Yazılı görevler:
- 1) Ruth Bader Ginsburg hakkındaki metinde "2020’de Birçok Dünya" ifadesinden başlayıp "kararlara imza attı." ifadesi de dahil olmak üzere o kısmı hiç değiştirmeden yazdırın.
- 2) Ruth Bader Ginsburg hakkındaki metinde geçen "Ginsburg, hukuk kariyerini hayatının sonuna kadar devam ettirdiği Anayasa Mahkemesi'nde kadın haklarını garanti altına almak, eşcinsel haklarının kapsamını genişletmek ve kürtaj haklarını korumak için kilit kararlara imza attı." cümlesini İngilizceye çevirin.
- 3) Ruth Bader Ginsburg hakkındaki metnin son cümlesinden sonra gelecek bölümü yazıp metni tamamlayın.

Verilen metin:

--------------------------------

Erişilebilirlik

2020’de Birçok Dünya Lideri Yaşamını Yitirdi


Ruth Bader Ginsburg

Eski Başkan Bill Clinton tarafından ABD Anayasa Mahkemesi'ne atanan ve 1993 yılından bu yana mahkemenin liberal kanadının en güçlü temsilcisi olan Ruth Bader Ginsburg, aynı zamanda Amerika'da kadın hakları savunuculuğunun önde gelen simgelerinden biriydi.

1933 yılında New York'un beş idari bölgesinden biri olan Brooklyn'de işçi sınıfı mensubu bir ailede yetişen Ginsburg, Amerikan hukuk sistemi içindeki yaygın cinsiyet ayrımcılığına karşı mücadele etti, kendini Amerika'nın en tanınmış hukukçularından biri olarak kabul ettirdi. Ginsburg, hukuk kariyerini hayatının sonuna kadar devam ettirdiği Anayasa Mahkemesi'nde kadın haklarını garanti altına almak, eşcinsel haklarının kapsamını genişletmek ve kürtaj haklarını korumak için kilit kararlara imza attı.

--------------------------------

Veri kayıtları:
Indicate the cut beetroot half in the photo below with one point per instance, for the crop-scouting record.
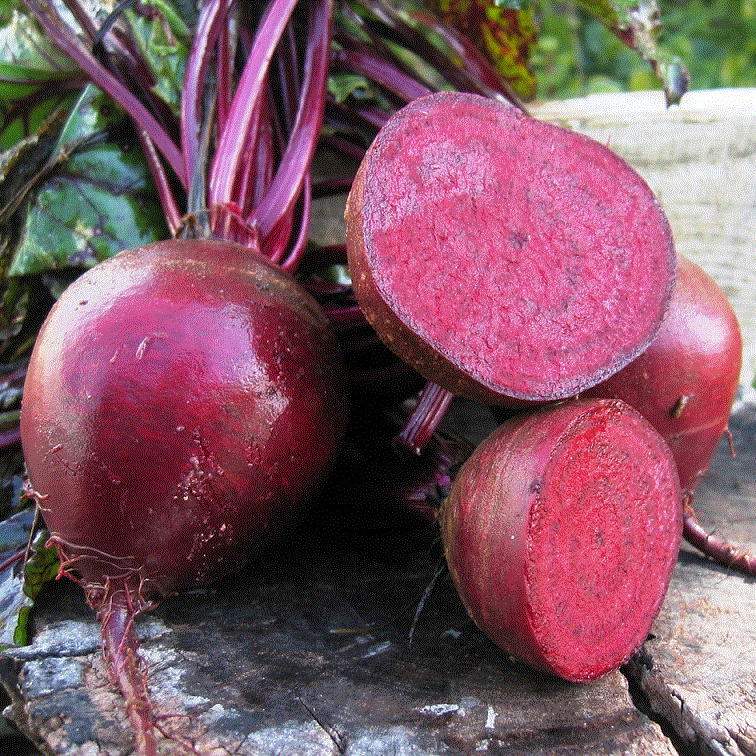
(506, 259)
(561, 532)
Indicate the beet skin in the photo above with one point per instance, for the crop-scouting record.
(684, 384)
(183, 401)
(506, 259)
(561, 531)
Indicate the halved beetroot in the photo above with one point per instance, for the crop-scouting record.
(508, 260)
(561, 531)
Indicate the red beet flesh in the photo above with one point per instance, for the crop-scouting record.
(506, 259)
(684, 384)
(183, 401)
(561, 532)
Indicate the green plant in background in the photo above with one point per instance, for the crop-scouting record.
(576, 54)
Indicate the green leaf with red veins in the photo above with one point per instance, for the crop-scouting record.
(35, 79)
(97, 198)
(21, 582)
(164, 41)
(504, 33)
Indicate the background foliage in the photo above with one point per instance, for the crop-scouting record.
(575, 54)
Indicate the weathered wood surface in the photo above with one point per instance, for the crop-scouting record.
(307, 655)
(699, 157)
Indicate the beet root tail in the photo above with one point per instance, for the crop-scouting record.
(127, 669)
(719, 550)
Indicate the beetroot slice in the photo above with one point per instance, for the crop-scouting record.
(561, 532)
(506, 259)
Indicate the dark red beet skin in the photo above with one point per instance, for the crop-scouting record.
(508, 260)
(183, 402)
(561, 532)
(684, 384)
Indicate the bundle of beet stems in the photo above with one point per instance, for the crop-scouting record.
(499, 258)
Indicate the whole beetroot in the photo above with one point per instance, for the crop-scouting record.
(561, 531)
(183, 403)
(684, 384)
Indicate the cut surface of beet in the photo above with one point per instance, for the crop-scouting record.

--------------------------------

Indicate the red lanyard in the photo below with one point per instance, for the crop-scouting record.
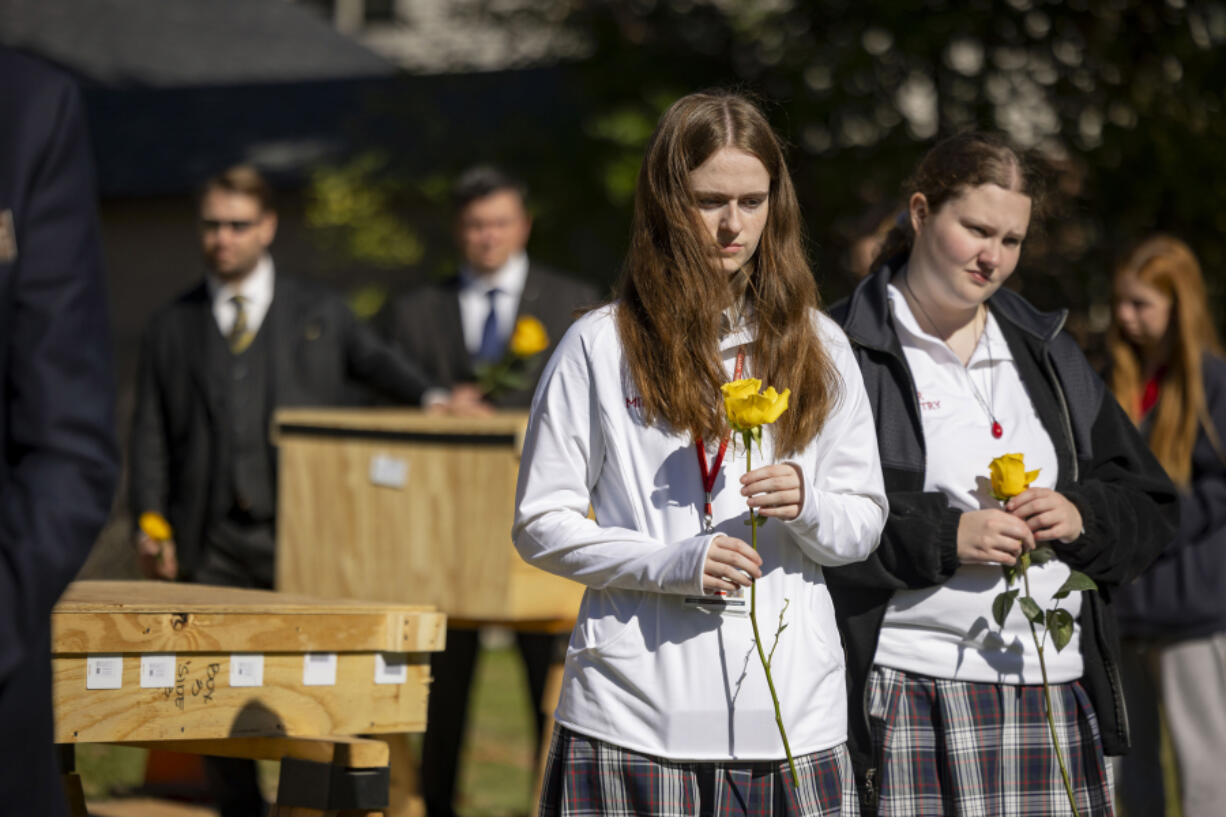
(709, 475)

--------------------------------

Sonuçlar:
- 1)
2020’de Birçok Dünya Lideri Yaşamını Yitirdi


Ruth Bader Ginsburg

Eski Başkan Bill Clinton tarafından ABD Anayasa Mahkemesi'ne atanan ve 1993 yılından bu yana mahkemenin liberal kanadının en güçlü temsilcisi olan Ruth Bader Ginsburg, aynı zamanda Amerika'da kadın hakları savunuculuğunun önde gelen simgelerinden biriydi.

1933 yılında New York'un beş idari bölgesinden biri olan Brooklyn'de işçi sınıfı mensubu bir ailede yetişen Ginsburg, Amerikan hukuk sistemi içindeki yaygın cinsiyet ayrımcılığına karşı mücadele etti, kendini Amerika'nın en tanınmış hukukçularından biri olarak kabul ettirdi. Ginsburg, hukuk kariyerini hayatının sonuna kadar devam ettirdiği Anayasa Mahkemesi'nde kadın haklarını garanti altına almak, eşcinsel haklarının kapsamını genişletmek ve kürtaj haklarını korumak için kilit kararlara imza attı.

- 2) At the Supreme Court, where she continued her legal career until the end of her life, Ginsburg signed key rulings to guarantee women's rights, expand the scope of gay rights, and protect abortion rights.

- 3)
Hukuk eğitimine 1956 yılında Harvard Üniversitesi'nde başlayan ancak daha sonra eşinin işi nedeniyle New York'a taşınıp Columbia Üniversitesi'nde eğitimine devam eden Ginsburg, okulunu birincilikle bitirmesine rağmen kendi ifadesiyle ”kadın, Yahudi ve anne” olduğu için başvuru yaptığı hiçbir hukuk bürosundan iş teklifi almadığını, daha sonra Amerikan Medeni Haklar Birliği’nde (ACLU) çalışmaya başladığını söylemişti. Cinsiyet ayrımcılığının sadece kadınlara değil, erkeklere de zarar verdiğini savunan Ginsburg, 1970'li yıllarda Amerikan Medeni Haklar Birliği ACLU bünyesinde Kadın Hakları Projesi'nin kurulmasına öncülük yaptı ve uzun süre projenin başkanlığını yürüttü.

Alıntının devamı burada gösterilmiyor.